##### EXTRACTED RECORDS

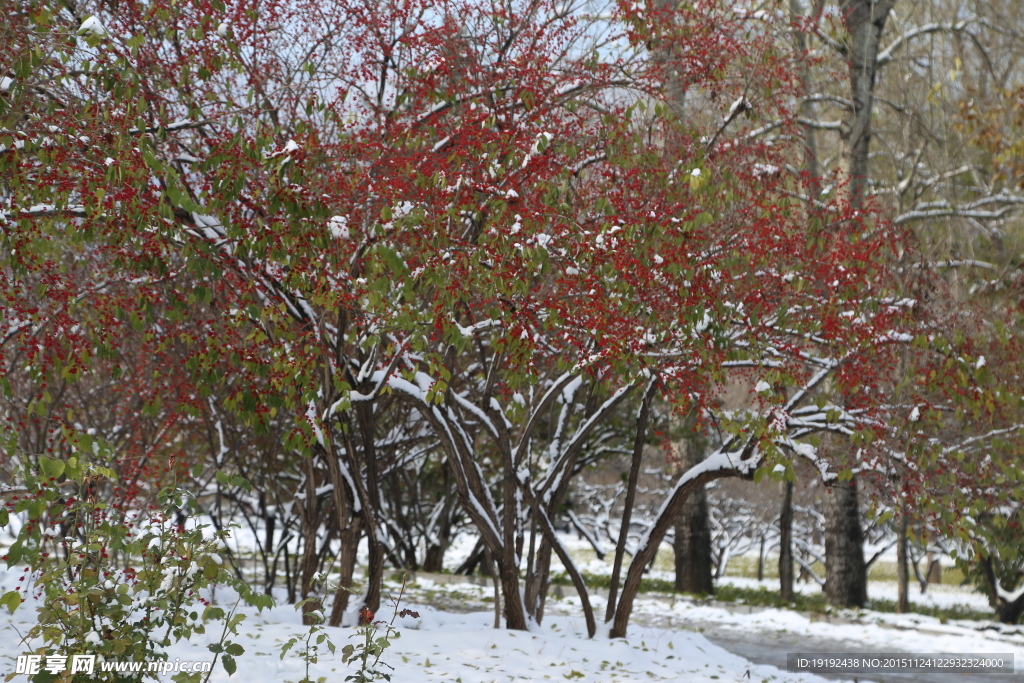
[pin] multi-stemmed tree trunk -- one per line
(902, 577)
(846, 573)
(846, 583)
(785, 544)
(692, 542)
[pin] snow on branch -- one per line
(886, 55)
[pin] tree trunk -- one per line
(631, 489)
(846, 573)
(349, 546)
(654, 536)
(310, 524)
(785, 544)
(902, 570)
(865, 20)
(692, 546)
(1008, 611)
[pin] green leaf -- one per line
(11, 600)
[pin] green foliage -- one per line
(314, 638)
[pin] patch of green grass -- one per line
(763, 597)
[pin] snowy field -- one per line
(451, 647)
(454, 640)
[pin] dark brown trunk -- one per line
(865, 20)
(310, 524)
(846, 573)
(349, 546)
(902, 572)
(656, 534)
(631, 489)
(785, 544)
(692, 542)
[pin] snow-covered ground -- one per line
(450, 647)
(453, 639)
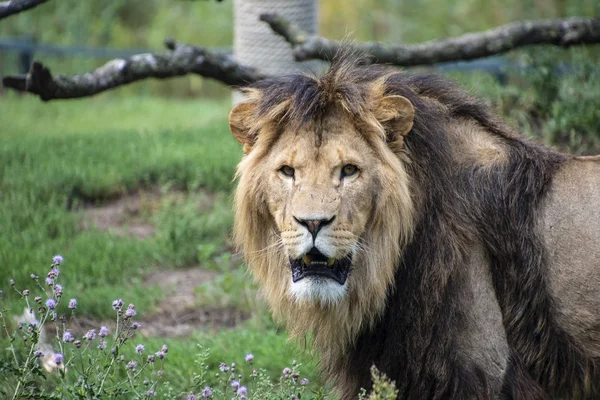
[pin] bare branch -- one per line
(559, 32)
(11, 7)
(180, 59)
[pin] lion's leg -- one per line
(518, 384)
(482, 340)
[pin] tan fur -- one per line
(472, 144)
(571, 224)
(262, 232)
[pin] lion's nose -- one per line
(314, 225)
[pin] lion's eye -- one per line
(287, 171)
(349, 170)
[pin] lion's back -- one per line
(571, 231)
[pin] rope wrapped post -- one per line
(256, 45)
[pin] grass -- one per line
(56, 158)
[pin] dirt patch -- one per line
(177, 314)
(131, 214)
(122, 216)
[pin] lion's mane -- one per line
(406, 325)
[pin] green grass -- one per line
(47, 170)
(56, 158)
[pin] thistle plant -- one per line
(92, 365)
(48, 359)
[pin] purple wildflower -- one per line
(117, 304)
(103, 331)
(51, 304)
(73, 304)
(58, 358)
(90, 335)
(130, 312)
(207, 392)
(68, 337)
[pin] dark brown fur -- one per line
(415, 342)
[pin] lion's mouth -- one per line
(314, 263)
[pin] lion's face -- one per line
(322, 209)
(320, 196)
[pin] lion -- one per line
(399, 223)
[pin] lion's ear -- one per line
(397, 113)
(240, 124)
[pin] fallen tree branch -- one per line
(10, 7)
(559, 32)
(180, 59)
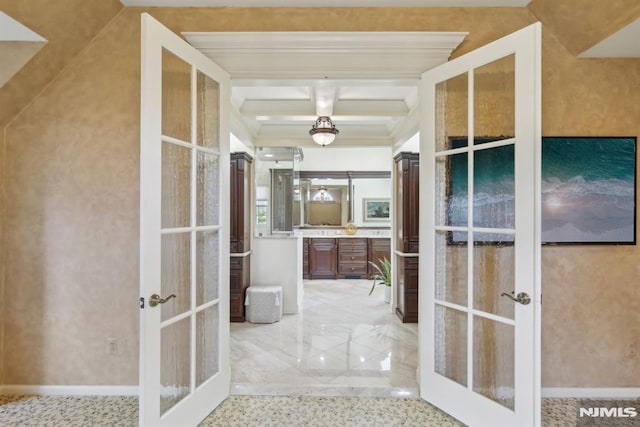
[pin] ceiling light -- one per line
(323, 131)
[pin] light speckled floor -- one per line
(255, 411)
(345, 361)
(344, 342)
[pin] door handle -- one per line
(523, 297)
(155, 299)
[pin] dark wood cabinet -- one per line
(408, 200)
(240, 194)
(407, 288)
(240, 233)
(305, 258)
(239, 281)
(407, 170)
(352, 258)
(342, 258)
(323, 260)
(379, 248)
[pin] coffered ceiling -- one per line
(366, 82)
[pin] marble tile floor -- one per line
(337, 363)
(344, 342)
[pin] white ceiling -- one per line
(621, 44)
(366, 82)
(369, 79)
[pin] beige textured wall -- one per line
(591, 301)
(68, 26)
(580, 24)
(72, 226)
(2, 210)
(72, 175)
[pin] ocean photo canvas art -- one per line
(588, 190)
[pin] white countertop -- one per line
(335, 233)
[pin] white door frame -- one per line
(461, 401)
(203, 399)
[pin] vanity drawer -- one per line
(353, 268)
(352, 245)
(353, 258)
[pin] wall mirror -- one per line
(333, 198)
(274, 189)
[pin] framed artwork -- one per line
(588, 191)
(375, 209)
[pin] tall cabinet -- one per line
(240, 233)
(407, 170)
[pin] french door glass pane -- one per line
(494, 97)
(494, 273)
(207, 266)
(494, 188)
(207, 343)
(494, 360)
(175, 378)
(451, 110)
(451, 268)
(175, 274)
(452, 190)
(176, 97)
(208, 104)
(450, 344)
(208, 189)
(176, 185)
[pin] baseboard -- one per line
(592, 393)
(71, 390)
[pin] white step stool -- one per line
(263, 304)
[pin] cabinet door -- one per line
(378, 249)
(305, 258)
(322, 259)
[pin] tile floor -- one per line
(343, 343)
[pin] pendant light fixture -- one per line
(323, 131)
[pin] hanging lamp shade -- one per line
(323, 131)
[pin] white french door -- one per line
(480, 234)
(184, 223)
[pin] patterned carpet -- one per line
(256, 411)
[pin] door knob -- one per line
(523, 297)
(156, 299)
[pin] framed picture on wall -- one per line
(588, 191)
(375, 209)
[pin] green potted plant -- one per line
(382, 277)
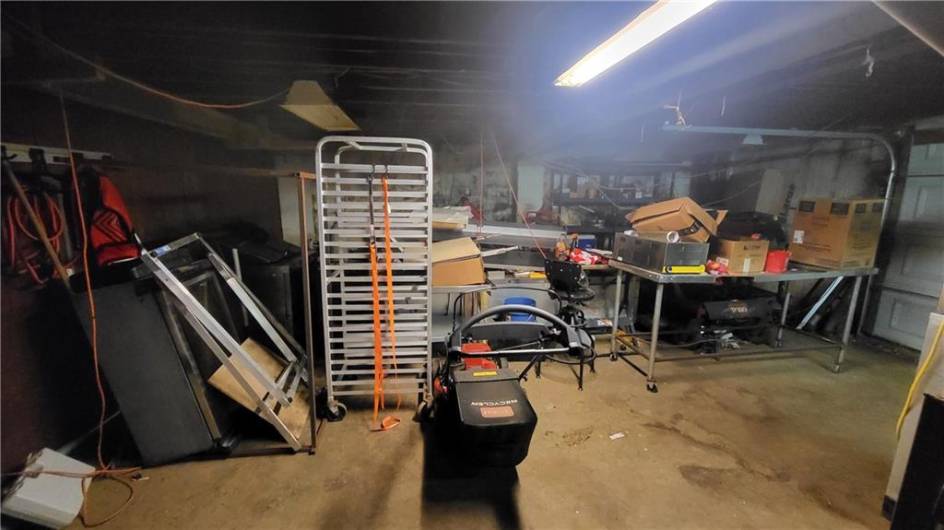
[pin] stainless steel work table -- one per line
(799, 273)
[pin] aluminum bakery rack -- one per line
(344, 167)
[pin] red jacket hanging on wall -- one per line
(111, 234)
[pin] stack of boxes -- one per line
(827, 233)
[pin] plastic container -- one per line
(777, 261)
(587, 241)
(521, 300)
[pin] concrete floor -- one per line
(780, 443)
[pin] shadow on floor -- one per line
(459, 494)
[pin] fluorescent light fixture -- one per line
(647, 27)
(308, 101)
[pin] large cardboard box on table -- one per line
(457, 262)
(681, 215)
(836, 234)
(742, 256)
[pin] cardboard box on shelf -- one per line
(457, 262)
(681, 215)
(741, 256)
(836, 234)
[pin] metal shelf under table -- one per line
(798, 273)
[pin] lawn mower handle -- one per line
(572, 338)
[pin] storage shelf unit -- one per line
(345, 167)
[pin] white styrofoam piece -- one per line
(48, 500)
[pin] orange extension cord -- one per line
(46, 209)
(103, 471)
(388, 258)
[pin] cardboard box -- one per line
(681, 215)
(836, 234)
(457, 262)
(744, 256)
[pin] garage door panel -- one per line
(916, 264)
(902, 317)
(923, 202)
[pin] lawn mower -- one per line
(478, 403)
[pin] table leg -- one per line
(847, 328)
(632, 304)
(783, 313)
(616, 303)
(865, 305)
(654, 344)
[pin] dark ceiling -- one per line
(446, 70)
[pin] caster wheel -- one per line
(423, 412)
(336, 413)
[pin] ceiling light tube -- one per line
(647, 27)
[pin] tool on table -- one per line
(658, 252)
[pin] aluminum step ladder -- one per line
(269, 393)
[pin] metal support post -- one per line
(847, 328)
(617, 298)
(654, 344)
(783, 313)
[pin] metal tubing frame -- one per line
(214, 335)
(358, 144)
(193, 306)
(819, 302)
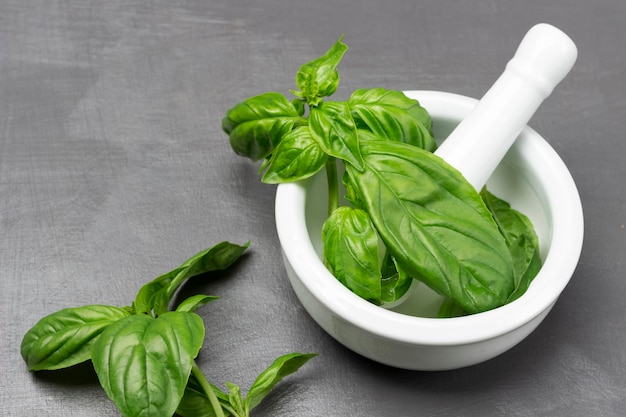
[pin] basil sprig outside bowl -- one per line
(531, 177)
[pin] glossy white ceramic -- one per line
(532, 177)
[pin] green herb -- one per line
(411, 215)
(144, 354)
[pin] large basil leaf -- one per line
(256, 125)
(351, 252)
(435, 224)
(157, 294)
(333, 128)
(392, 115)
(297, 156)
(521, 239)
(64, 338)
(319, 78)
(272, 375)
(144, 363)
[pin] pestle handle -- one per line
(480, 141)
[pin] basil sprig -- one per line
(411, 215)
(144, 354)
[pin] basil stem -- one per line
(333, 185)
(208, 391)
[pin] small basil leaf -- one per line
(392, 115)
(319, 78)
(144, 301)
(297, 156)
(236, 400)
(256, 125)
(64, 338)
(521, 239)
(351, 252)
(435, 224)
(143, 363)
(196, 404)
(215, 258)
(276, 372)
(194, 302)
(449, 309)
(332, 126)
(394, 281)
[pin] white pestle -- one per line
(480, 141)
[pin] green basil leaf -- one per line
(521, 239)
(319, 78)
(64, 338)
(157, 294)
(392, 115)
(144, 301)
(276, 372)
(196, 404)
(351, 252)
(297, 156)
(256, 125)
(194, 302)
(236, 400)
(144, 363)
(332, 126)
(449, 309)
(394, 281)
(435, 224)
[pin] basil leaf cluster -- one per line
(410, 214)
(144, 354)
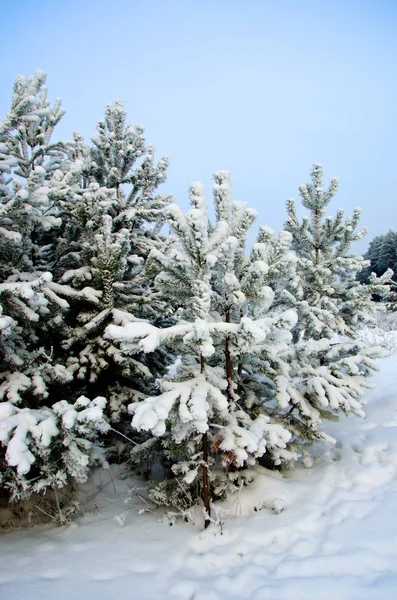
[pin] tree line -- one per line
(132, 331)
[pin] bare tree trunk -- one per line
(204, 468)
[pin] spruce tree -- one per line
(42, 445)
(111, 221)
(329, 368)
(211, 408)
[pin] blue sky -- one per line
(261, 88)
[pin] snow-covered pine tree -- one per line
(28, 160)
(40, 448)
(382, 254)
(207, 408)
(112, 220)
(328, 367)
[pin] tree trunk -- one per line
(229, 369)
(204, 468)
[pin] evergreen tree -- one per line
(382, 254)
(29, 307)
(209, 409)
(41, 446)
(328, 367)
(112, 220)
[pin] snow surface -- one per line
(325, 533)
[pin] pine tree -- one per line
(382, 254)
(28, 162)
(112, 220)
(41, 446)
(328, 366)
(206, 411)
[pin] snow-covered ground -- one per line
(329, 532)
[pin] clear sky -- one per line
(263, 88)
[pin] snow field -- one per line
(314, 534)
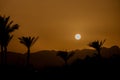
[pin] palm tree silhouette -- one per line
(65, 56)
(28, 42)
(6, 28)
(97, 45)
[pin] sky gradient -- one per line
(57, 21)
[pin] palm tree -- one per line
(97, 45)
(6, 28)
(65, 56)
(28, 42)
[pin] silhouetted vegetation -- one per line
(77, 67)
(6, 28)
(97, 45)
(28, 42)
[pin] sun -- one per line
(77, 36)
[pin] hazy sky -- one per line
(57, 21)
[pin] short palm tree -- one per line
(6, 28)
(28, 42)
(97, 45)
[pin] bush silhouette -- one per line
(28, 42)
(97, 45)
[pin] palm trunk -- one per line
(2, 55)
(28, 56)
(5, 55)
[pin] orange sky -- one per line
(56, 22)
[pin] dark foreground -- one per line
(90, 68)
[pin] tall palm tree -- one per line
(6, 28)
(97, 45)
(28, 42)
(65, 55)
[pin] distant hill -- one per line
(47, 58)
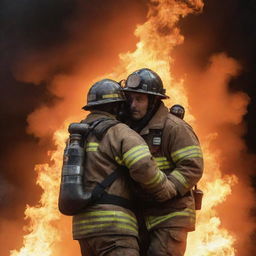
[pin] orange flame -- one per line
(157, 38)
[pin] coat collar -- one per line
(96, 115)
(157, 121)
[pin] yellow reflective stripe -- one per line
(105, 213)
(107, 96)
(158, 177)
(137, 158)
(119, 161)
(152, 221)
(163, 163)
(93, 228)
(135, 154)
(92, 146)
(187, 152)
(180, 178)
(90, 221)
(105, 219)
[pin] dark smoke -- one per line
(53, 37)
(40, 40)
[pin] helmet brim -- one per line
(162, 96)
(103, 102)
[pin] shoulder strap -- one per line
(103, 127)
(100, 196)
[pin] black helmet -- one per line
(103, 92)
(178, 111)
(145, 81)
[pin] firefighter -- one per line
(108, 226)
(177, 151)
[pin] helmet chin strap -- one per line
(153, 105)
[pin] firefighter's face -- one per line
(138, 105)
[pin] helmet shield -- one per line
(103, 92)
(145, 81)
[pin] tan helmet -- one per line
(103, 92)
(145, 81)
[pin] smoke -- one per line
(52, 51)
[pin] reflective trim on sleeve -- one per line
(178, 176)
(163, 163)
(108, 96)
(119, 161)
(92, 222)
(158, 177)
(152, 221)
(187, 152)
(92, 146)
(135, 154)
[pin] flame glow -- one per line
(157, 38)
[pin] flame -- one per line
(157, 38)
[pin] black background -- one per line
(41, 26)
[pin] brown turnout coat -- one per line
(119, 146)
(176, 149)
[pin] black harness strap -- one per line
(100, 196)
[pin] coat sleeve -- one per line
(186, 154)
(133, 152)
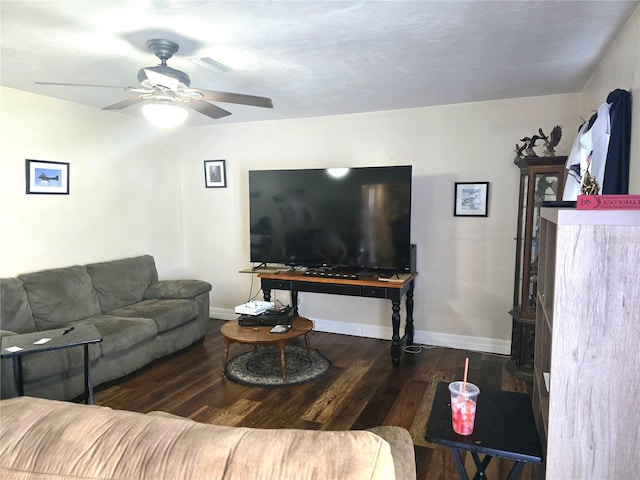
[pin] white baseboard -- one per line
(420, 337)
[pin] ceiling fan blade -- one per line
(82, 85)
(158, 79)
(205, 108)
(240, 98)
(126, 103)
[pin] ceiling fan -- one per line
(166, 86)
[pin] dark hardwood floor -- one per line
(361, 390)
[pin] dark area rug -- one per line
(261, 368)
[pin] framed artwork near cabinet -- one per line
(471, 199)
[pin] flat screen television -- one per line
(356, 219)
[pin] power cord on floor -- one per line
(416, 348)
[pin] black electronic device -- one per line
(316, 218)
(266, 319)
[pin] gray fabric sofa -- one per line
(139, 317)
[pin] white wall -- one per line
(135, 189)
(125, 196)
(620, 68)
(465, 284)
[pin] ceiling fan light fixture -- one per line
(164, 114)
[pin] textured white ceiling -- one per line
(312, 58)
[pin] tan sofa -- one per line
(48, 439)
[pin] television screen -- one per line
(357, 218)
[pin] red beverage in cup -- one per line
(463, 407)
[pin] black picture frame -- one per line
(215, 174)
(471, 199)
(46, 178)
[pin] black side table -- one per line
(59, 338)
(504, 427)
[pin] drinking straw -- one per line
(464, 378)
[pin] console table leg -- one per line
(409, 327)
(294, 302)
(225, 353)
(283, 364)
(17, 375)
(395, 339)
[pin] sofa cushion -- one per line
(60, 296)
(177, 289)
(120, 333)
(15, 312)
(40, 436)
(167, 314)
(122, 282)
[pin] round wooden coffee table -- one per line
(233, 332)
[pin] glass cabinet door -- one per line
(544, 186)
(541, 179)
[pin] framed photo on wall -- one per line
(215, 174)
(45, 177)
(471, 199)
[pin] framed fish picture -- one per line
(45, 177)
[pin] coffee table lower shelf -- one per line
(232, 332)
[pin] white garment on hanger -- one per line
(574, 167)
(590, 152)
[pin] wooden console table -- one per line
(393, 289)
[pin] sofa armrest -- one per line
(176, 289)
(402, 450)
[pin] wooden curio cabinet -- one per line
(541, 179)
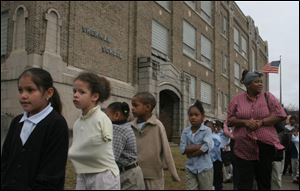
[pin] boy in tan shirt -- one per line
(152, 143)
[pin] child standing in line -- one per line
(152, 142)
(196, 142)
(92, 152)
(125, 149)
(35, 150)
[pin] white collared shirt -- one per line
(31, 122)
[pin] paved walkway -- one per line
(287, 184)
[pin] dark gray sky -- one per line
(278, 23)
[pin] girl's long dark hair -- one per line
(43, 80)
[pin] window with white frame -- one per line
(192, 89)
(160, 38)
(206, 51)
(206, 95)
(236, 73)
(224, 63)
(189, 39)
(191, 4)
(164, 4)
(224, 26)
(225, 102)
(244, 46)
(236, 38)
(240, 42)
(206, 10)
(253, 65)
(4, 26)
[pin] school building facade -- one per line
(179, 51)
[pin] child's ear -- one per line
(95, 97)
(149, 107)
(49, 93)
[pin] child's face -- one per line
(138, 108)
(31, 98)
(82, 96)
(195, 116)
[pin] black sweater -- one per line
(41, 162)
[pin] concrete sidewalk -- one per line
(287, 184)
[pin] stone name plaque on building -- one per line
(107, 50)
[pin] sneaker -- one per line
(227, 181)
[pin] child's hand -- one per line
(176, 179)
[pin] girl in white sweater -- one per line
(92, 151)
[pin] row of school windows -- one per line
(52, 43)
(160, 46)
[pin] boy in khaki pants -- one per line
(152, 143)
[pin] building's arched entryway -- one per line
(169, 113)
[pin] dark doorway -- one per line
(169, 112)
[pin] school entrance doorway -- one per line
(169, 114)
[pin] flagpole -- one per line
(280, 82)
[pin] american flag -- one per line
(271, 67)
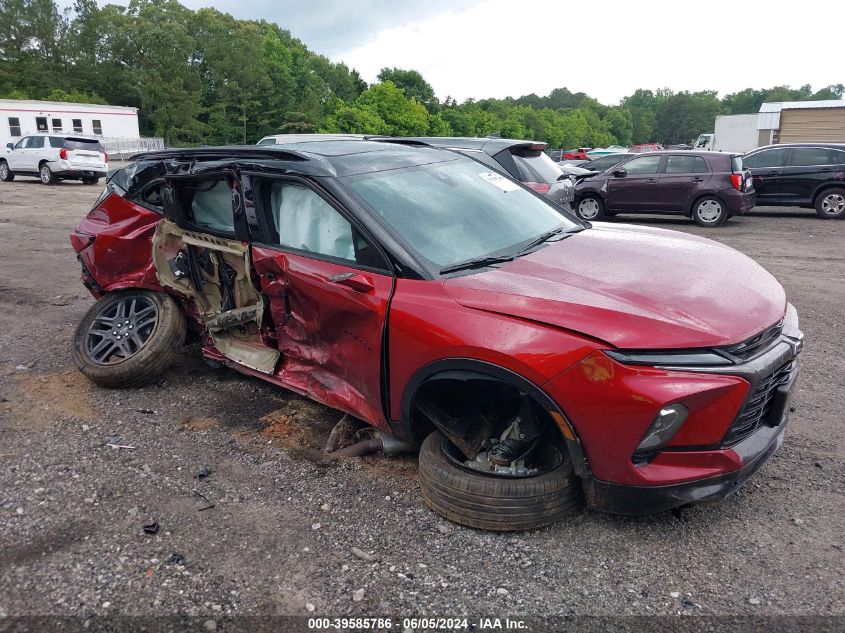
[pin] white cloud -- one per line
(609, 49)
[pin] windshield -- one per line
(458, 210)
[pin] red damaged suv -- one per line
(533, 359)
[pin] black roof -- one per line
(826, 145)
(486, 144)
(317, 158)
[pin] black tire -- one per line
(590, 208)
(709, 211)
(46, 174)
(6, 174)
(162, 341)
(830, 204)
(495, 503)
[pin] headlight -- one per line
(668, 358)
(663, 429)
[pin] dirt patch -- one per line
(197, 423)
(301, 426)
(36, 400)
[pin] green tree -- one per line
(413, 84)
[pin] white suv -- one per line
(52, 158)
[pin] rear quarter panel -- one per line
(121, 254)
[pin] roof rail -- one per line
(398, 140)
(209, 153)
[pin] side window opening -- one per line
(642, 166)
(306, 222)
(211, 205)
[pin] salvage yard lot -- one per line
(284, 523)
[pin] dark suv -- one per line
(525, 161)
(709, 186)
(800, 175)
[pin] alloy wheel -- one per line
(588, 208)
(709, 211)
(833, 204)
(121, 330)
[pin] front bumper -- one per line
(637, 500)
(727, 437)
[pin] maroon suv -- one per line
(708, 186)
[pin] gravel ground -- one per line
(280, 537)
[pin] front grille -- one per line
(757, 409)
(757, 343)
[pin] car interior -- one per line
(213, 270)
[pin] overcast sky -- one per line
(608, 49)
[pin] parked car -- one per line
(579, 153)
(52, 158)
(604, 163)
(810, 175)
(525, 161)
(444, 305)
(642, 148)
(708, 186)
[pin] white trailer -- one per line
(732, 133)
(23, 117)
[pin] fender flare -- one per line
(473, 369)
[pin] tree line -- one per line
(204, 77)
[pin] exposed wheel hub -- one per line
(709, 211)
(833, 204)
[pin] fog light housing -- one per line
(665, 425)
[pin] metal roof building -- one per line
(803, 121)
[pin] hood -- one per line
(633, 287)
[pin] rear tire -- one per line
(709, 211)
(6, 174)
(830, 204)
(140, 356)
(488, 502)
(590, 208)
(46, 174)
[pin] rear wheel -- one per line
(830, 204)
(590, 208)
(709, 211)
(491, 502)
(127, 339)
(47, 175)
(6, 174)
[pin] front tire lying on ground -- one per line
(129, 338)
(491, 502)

##########

» **PROBLEM TO WORK ON**
Beginning at the line that contains "[pin] parked car -- one per line", retype each line of the listing up to and including the last one, exactly as it stands, and nothing else.

» **THE RESULT**
[pin] parked car -- one per line
(579, 153)
(52, 158)
(604, 163)
(810, 175)
(525, 161)
(444, 305)
(642, 148)
(708, 186)
[pin] white trailer -- one per line
(732, 133)
(23, 117)
[pin] fender flare -- one per line
(473, 369)
[pin] tree line -- one per line
(204, 77)
[pin] exposed wheel hub -- one per line
(709, 211)
(833, 204)
[pin] fog light housing -- one per line
(665, 425)
[pin] metal roof building -- one per line
(803, 121)
[pin] hood -- one per line
(633, 287)
[pin] rear tire -- one per line
(709, 211)
(6, 174)
(830, 204)
(140, 356)
(488, 502)
(590, 208)
(46, 174)
[pin] rear wheel -- one per line
(830, 204)
(590, 208)
(709, 211)
(491, 502)
(127, 339)
(47, 175)
(6, 174)
[pin] front tire lying on ground -- one per line
(129, 338)
(491, 502)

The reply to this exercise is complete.